Present every line of the rows below as a numbered list, skipping any blank lines.
══ Data rows
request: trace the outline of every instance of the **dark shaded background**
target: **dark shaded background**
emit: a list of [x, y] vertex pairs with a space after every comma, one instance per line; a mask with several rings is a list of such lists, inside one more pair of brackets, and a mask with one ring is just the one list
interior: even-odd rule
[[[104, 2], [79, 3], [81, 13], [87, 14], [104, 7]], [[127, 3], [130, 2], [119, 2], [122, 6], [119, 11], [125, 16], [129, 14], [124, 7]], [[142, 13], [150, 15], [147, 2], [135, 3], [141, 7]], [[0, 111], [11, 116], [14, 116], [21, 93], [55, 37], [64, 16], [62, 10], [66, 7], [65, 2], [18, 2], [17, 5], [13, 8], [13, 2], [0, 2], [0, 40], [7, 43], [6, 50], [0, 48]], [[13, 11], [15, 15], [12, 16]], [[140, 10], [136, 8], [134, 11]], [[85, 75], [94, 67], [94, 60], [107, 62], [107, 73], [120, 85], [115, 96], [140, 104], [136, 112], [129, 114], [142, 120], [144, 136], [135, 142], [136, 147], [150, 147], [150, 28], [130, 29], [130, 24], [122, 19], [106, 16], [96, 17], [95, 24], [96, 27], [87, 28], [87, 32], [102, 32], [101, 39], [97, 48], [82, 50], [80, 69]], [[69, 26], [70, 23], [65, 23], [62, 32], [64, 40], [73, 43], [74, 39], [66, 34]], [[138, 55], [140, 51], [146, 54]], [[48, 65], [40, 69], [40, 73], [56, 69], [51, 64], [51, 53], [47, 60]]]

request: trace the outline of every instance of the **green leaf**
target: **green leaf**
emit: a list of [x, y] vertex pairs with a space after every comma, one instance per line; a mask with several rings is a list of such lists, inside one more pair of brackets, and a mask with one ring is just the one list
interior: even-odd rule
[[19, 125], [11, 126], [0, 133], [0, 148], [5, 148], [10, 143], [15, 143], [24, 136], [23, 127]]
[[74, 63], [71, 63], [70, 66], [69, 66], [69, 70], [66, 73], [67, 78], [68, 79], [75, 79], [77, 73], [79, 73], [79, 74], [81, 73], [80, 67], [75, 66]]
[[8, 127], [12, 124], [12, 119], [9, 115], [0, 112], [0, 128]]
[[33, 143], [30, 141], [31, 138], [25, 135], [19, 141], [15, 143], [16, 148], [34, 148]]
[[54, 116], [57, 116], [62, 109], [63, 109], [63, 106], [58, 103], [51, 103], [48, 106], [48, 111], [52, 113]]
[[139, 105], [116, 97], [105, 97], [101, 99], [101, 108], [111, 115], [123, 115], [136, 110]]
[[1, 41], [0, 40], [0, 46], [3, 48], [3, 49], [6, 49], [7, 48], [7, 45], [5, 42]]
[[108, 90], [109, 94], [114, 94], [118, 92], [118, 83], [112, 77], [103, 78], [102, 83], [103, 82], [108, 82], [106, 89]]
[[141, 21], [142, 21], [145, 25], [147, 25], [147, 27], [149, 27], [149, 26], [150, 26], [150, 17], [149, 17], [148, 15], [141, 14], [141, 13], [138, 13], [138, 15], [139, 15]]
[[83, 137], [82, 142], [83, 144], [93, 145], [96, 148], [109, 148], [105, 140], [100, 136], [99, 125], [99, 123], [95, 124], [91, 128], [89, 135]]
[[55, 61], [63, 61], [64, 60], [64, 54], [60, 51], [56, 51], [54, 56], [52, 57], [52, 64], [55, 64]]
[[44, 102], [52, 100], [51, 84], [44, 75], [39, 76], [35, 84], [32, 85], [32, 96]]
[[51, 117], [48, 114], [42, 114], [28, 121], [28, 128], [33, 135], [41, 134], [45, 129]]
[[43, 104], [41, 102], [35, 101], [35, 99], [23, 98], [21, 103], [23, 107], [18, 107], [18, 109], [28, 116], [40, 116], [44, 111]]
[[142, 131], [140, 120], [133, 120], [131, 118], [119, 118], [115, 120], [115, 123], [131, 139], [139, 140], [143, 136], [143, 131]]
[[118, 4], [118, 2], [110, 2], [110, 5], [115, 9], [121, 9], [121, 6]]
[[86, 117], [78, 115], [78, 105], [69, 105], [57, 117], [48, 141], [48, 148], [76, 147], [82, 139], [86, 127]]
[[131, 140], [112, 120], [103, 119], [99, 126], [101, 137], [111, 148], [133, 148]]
════
* _Reply to the exercise_
1. request: trace the outline of every instance of the **dark shaded background**
2. target: **dark shaded background**
3. emit: a list of [x, y] vertex pairs with a space after every comma, one instance per line; a mask with several rings is a list of such lists, inside one more pair of brackets, and a mask with one ring is just the one list
4. interior: even-odd rule
5. [[[104, 2], [79, 3], [81, 13], [87, 14], [104, 7]], [[127, 3], [130, 2], [119, 2], [122, 6], [119, 11], [125, 16], [129, 14], [124, 7]], [[142, 13], [150, 15], [147, 2], [135, 3], [141, 7]], [[0, 111], [11, 116], [14, 116], [21, 93], [55, 37], [64, 16], [62, 10], [66, 7], [65, 2], [18, 2], [17, 5], [13, 8], [13, 2], [0, 2], [0, 40], [7, 43], [6, 50], [0, 48]], [[13, 11], [15, 15], [12, 16]], [[140, 10], [136, 8], [134, 11]], [[85, 75], [94, 67], [94, 60], [107, 62], [107, 73], [120, 85], [115, 96], [140, 104], [136, 112], [129, 114], [142, 120], [144, 136], [135, 142], [136, 147], [150, 147], [150, 28], [130, 29], [130, 24], [122, 19], [106, 16], [96, 17], [95, 24], [96, 27], [87, 28], [87, 32], [102, 32], [101, 39], [97, 48], [82, 50], [80, 69]], [[69, 26], [70, 23], [65, 23], [62, 32], [64, 40], [73, 43], [74, 39], [66, 34]], [[138, 55], [140, 51], [146, 54]], [[48, 65], [40, 69], [40, 73], [56, 69], [51, 64], [51, 53], [47, 60]]]
6. request: trace the outline of every instance of the **green leaf**
7. target: **green leaf**
8. emit: a list of [x, y] vertex pairs with a space after every comma, one instance per line; a mask with several rings is a list of such lists, inside one more pair of brackets, and a mask with one ring is just the one list
9. interior: even-odd rule
10. [[19, 125], [11, 126], [0, 133], [0, 148], [5, 148], [10, 143], [15, 143], [24, 136], [23, 127]]
11. [[74, 63], [71, 63], [70, 66], [69, 66], [69, 70], [66, 73], [67, 78], [68, 79], [75, 79], [77, 73], [79, 73], [79, 74], [81, 73], [80, 67], [75, 66]]
12. [[8, 127], [12, 124], [12, 119], [9, 115], [0, 112], [0, 128]]
13. [[33, 143], [30, 141], [31, 138], [25, 135], [19, 141], [15, 143], [16, 148], [34, 148]]
14. [[54, 116], [57, 116], [62, 109], [63, 109], [63, 106], [58, 103], [51, 103], [48, 106], [48, 111], [52, 113]]
15. [[139, 105], [116, 97], [105, 97], [101, 99], [101, 108], [111, 115], [123, 115], [136, 110]]
16. [[1, 41], [0, 40], [0, 46], [3, 48], [3, 49], [6, 49], [7, 48], [7, 45], [5, 42]]
17. [[108, 90], [109, 94], [114, 94], [118, 92], [118, 83], [112, 77], [103, 78], [102, 83], [103, 82], [108, 82], [106, 89]]
18. [[141, 21], [142, 21], [145, 25], [147, 25], [147, 27], [149, 27], [149, 26], [150, 26], [150, 17], [149, 17], [148, 15], [141, 14], [141, 13], [138, 13], [138, 15], [139, 15]]
19. [[83, 137], [82, 142], [83, 144], [93, 145], [96, 148], [109, 148], [105, 140], [100, 136], [99, 125], [99, 123], [95, 124], [91, 128], [89, 135]]
20. [[55, 61], [63, 61], [64, 60], [64, 54], [60, 51], [56, 51], [54, 56], [52, 57], [52, 64], [55, 64]]
21. [[44, 102], [52, 100], [51, 84], [44, 75], [39, 76], [35, 84], [32, 85], [32, 96]]
22. [[51, 117], [48, 114], [42, 114], [28, 121], [28, 128], [33, 135], [41, 134], [45, 129]]
23. [[43, 104], [41, 102], [35, 101], [35, 99], [23, 98], [21, 103], [23, 107], [18, 107], [18, 109], [28, 116], [40, 116], [44, 111]]
24. [[142, 131], [140, 120], [133, 120], [131, 118], [119, 118], [115, 120], [115, 123], [131, 139], [139, 140], [143, 136], [143, 131]]
25. [[118, 4], [118, 2], [110, 2], [110, 5], [115, 9], [121, 9], [121, 6]]
26. [[86, 117], [78, 115], [78, 105], [69, 105], [57, 117], [48, 141], [48, 148], [76, 147], [82, 139], [86, 127]]
27. [[131, 140], [112, 120], [103, 119], [99, 126], [101, 137], [111, 148], [133, 148]]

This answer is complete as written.